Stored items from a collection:
———

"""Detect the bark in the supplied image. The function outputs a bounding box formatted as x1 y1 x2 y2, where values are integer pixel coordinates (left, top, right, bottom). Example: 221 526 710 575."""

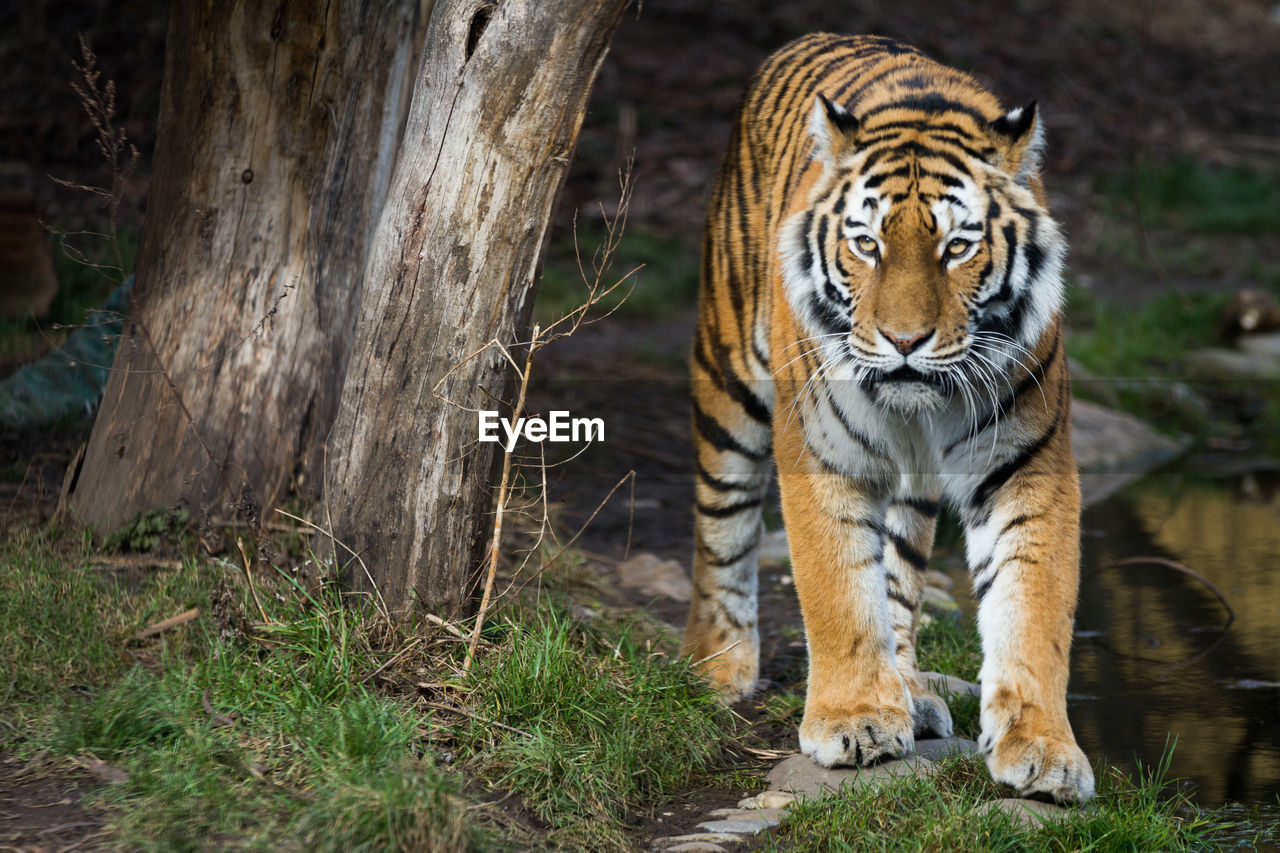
67 0 421 531
324 0 629 617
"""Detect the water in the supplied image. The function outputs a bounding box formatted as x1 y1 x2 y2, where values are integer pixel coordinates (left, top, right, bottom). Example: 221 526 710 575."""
1069 468 1280 807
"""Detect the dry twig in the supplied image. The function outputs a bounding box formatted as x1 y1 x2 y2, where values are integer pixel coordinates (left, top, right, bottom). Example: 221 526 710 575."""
134 607 200 641
429 161 641 675
236 537 270 624
420 700 531 737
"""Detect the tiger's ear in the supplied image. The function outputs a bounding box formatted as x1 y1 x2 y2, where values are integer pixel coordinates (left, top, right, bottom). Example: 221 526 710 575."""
810 94 859 164
989 101 1044 183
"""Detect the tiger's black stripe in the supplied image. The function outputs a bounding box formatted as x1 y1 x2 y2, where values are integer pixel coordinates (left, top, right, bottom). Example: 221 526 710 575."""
696 497 764 518
969 380 1067 511
693 401 769 461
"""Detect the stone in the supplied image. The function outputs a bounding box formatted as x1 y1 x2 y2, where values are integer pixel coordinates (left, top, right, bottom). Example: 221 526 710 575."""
913 737 980 761
919 671 981 699
694 815 777 834
758 529 790 568
923 569 954 591
664 844 731 853
652 833 742 850
1184 347 1280 381
766 753 938 799
705 806 786 821
701 806 786 823
617 553 692 602
1070 399 1188 508
738 790 796 810
1237 331 1280 358
922 585 959 612
980 797 1071 827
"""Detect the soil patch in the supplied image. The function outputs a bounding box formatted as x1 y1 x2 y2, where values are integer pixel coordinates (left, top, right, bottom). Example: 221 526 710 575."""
0 756 107 853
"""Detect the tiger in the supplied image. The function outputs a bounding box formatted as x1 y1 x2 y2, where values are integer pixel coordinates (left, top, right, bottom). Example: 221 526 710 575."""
682 33 1094 804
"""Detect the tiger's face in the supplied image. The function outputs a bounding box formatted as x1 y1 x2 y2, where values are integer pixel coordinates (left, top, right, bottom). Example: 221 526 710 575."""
781 96 1065 414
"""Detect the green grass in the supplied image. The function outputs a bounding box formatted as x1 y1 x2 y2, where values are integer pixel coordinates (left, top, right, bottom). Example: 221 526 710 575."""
1097 159 1280 237
534 225 699 324
763 749 1233 852
1066 283 1280 456
1 531 473 851
457 607 735 848
916 614 981 685
1065 286 1237 436
1066 287 1227 382
1 529 745 850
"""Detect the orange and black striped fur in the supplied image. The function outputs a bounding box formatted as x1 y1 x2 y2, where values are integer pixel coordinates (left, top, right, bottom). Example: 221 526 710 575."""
684 34 1093 804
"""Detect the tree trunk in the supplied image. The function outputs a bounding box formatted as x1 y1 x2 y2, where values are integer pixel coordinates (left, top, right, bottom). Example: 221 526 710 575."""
324 0 628 618
66 0 421 531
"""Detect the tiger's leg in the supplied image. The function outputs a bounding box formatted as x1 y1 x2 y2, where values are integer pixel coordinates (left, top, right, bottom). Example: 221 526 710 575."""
682 354 774 700
962 414 1095 803
776 420 915 766
883 496 953 738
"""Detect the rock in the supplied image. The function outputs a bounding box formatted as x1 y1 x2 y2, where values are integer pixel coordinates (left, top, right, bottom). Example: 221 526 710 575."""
738 790 796 810
766 753 938 799
706 807 786 821
695 808 784 834
758 529 790 568
919 671 981 699
652 834 742 850
923 569 953 591
980 797 1072 827
921 586 959 612
664 843 732 853
617 553 693 602
913 737 980 760
1237 331 1280 358
1070 399 1188 508
1184 347 1280 381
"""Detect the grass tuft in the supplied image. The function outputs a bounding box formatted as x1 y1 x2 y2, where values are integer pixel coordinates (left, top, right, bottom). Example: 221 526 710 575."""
51 667 181 758
459 607 734 846
1 532 476 850
766 749 1224 852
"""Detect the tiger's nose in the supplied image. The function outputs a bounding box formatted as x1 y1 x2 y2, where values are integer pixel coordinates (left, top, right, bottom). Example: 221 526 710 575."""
880 328 934 356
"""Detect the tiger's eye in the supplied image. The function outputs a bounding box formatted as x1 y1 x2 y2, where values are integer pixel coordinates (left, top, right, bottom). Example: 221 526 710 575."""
946 238 972 257
854 235 879 255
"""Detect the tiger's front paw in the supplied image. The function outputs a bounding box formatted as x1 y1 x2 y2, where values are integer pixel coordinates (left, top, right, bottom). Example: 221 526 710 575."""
799 702 915 767
982 729 1095 804
682 625 759 701
909 689 954 739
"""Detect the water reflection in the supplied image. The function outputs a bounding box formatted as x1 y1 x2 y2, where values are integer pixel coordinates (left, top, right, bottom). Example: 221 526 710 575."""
1071 470 1280 805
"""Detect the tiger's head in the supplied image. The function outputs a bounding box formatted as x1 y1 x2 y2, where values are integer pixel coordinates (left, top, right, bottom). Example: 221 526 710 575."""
780 92 1065 414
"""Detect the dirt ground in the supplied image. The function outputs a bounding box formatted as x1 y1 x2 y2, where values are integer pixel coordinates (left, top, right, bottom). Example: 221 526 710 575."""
2 0 1279 848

———

* **WORK INSTRUCTION**
Each record must appear again exactly as written above, without its pictures.

* **RESULT BELOW**
"""Detect the bark in the supplied image. The function outputs a bounding box formatted as x1 y1 x2 y2, where values are integer pixel coordinates (left, top, right, bottom). Example: 221 526 710 575."""

67 0 421 531
324 0 629 617
"""Detect the water in the supplied image. The function outputs a bounding box formatted as x1 y1 x2 y2, where values are integer pixel coordinates (left, top, right, bottom). Example: 221 526 710 575."""
1069 468 1280 807
"""Detect the dry twig in the supplied image. The function outputs a bounding box formatted as x1 y1 x2 y2, where values are integer pixel coordinates (left, top, right, bottom). Example: 221 526 710 575."""
134 607 200 641
429 161 641 675
236 537 270 624
420 700 531 737
"""Detect the tiger's ear in the supplied image. The function outputs a bounding box formatted as x1 y1 x2 y2, where values are integer pixel coordinates (left, top, right, bottom). Example: 221 526 710 575."""
810 94 859 164
989 101 1044 183
"""Detect the tiger's black stripe in the supplied image. The function outputs a bounding box formatted as x1 y1 x2 y2, where values are integer pixel coordinates (left, top, right, bottom). Example: 221 526 710 575."""
696 497 764 518
969 380 1067 511
693 401 769 461
"""Detect the stone in the supplied image. The function outputs a bounding box formatted as x1 y1 x2 y2, where values are integer pixel coordinates (left, top, right, bottom). Example: 221 526 710 575."""
913 737 980 761
919 671 981 699
694 815 777 834
758 529 790 568
923 569 954 591
664 844 731 853
652 833 742 850
1184 347 1280 381
766 753 938 799
705 806 786 821
701 806 786 823
617 553 692 602
1070 399 1188 508
738 790 796 810
1237 331 1280 358
922 585 959 612
980 797 1071 827
"""Detect the soil patch in the supplied image. The function outputs a bounding box formatted as x1 y1 x2 y2, where values are integer pixel coordinates (left, top, right, bottom). Example: 221 526 710 575."""
0 756 107 853
"""Detect the tiger in the supplied image. The function outputs a bounding box formatted as x1 y1 x2 y2, where values are integer pixel coordinates (left, top, right, bottom). Example: 221 526 710 575."""
682 33 1094 804
"""Detect the tiger's face in the supplied image. The function outputs a bounding box formatted as x1 y1 x2 y2, where values are integer pixel coordinates (left, top, right, bottom). Example: 221 526 710 575."""
781 96 1065 414
"""Detect the green grass in the supplied image. The function outputs a bounding box formatted as x1 y1 x2 y2, where values are integer pixel coordinates (left, top, right, bottom). Example: 221 526 710 575."""
1097 159 1280 237
534 225 699 324
763 749 1233 852
1066 283 1280 456
1 531 473 851
457 607 735 848
916 614 981 685
1065 286 1237 436
1066 287 1227 382
1 529 745 850
"""Detect the orange and black striped fur in the supplied image. The function outputs a bounding box formatted as x1 y1 x2 y2, where values are integer pixel coordinates (left, top, right, bottom). Example: 221 526 710 575."""
684 34 1093 804
"""Detect the tree trunk in the supplied image. The function outputs a bounding box formatted as x1 y1 x2 y2, where values are integer pixel coordinates (left, top, right, bottom). Example: 221 526 710 575."""
324 0 628 618
66 0 421 531
"""Detect the tiger's leg in the supplied image. The function outputs a bounding box formatted as x1 y1 x2 y2, where values are integer pixel coordinates (left, top, right, bottom). Example: 221 526 710 575."""
682 354 774 700
962 414 1095 803
776 420 915 766
883 496 953 738
"""Detect the rock in the supplied image. The function outputs a bounding box formatted as x1 y1 x2 y2, where values are integer pixel coordinates (left, top, right, bottom). Example: 221 526 710 575."""
738 790 796 810
766 753 938 799
706 807 786 821
695 808 784 834
758 529 790 568
919 671 981 699
652 834 742 850
923 569 953 591
980 797 1072 827
921 586 959 612
664 843 732 853
617 553 693 602
913 737 980 760
1237 331 1280 358
1070 399 1188 508
1184 347 1280 381
"""Detect the grass tuft in the supplied image. The function outputs a bounding box formatted as x1 y1 x2 y2, where values are integer pixel coordinates (left, top, right, bottom). Example: 221 526 710 575."""
51 667 181 758
459 607 734 846
1 532 476 850
766 749 1224 852
"""Detect the tiger's nose in the supplied image. The function outputs a bounding box formatted as x1 y1 x2 y2, where values are integer pixel coordinates (left, top, right, bottom). Example: 221 526 710 575."""
880 328 934 356
"""Detect the tiger's eye in the supplied image. The function outputs a bounding box formatted as x1 y1 x2 y2, where values are integer pixel coordinates (left, top, right, bottom). Example: 221 526 710 575."""
946 238 972 257
854 235 879 255
"""Detect the tiger's front paw in the supplied image. The function outputs a bounding box formatted as x1 y1 x2 y2, where values are integer pixel coordinates (left, top, right, bottom). Example: 221 526 710 575."""
799 702 915 767
982 729 1095 804
682 625 759 701
909 689 954 739
"""Detect the water reflection in the supplied image. The function outputs a bounding box formatted as x1 y1 x2 y2, where values are integer pixel coordinates (left, top, right, bottom). Example: 221 526 710 575."""
1071 470 1280 805
"""Detect the tiger's head in the supplied image. The function outputs a bounding box formatted as x1 y1 x2 y2, where values are integer pixel coordinates (left, top, right, bottom). Example: 221 526 710 575."""
780 92 1065 414
"""Detect the dirt ground in the supplied image. The function outputs a bounding box formatted as x1 y1 x2 y2, where values are integer pixel coordinates (left, top, right, bottom). Example: 221 526 710 575."""
2 0 1279 848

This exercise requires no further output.